[[ TASK INPUT, beginning ]]

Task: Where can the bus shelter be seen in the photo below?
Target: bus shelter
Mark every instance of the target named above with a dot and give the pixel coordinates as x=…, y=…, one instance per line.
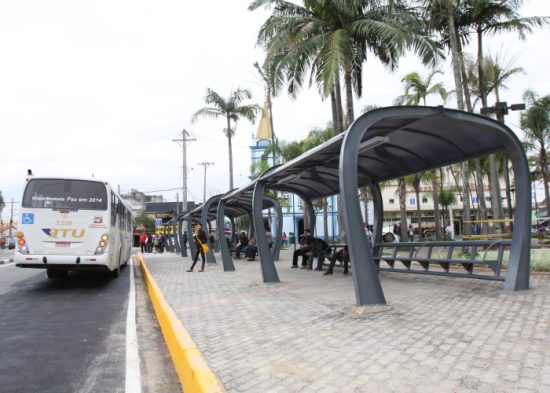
x=386, y=144
x=238, y=203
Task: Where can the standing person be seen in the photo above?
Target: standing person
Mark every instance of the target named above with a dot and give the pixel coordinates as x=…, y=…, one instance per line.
x=269, y=237
x=200, y=239
x=306, y=244
x=450, y=232
x=243, y=242
x=184, y=240
x=160, y=241
x=149, y=243
x=142, y=242
x=155, y=243
x=251, y=249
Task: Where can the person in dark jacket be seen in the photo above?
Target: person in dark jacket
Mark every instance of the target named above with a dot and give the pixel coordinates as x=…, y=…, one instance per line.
x=319, y=250
x=306, y=245
x=200, y=239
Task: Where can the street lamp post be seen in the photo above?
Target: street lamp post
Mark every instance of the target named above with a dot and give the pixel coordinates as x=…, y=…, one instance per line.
x=500, y=109
x=205, y=165
x=184, y=141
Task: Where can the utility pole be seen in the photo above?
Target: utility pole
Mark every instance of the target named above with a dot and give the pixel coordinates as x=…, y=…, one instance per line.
x=185, y=138
x=11, y=219
x=205, y=165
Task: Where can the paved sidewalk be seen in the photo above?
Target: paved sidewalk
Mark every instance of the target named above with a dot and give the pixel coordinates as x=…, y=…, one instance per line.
x=442, y=335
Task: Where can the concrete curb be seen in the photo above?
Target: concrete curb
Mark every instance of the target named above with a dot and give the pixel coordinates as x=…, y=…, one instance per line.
x=193, y=371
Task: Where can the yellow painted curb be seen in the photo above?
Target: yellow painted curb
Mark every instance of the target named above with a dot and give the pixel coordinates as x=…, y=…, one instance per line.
x=193, y=371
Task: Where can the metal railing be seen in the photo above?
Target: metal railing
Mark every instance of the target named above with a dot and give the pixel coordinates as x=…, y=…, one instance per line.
x=471, y=259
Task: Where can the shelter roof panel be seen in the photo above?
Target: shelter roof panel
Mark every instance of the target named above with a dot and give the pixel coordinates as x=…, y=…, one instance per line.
x=419, y=139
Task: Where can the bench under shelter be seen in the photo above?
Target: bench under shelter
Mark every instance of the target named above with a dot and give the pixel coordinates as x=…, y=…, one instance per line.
x=381, y=145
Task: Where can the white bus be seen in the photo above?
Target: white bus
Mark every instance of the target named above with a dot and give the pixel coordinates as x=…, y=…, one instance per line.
x=72, y=224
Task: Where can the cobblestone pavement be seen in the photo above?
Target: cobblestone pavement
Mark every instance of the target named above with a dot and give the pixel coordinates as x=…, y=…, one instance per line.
x=442, y=334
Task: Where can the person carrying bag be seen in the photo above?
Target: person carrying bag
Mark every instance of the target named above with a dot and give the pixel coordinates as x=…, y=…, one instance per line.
x=200, y=247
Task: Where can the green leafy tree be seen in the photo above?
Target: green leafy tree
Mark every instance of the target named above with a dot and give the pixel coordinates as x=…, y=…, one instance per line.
x=535, y=123
x=418, y=88
x=232, y=109
x=492, y=17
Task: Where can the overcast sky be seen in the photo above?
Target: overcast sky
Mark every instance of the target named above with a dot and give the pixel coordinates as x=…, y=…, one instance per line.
x=103, y=87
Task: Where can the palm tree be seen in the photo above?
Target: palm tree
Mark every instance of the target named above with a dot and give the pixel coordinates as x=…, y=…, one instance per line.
x=535, y=123
x=333, y=37
x=232, y=110
x=491, y=17
x=445, y=17
x=495, y=16
x=418, y=88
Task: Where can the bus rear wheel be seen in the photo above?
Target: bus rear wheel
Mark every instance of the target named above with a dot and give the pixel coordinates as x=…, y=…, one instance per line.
x=116, y=272
x=56, y=273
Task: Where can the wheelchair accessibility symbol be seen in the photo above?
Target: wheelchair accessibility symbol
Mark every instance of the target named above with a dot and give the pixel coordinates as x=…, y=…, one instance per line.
x=28, y=218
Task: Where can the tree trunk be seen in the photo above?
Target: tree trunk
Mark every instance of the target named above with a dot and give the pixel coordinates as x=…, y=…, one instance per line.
x=508, y=192
x=466, y=214
x=481, y=197
x=339, y=112
x=496, y=205
x=402, y=208
x=325, y=219
x=349, y=99
x=340, y=216
x=480, y=72
x=467, y=98
x=418, y=213
x=455, y=56
x=335, y=129
x=230, y=154
x=544, y=172
x=437, y=214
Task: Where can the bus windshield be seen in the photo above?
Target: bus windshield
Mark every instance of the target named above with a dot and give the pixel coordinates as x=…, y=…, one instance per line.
x=65, y=194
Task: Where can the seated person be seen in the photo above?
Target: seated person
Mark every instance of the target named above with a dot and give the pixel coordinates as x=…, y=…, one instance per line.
x=306, y=244
x=319, y=250
x=243, y=242
x=341, y=255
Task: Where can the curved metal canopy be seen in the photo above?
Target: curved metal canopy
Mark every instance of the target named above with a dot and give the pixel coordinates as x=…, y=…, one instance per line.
x=407, y=144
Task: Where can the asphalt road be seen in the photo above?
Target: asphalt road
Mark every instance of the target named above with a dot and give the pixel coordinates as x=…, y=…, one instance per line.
x=69, y=335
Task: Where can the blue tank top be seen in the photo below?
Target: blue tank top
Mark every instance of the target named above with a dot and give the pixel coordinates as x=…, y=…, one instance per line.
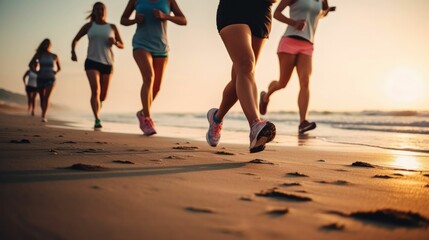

[[ TASK INPUT, end ]]

Each line in the data that holds the string "cobblestone" must be returned.

• OUTPUT OF THE EXERCISE:
Task: Where can the cobblestone pavement be seen in the photo above?
Target: cobblestone pavement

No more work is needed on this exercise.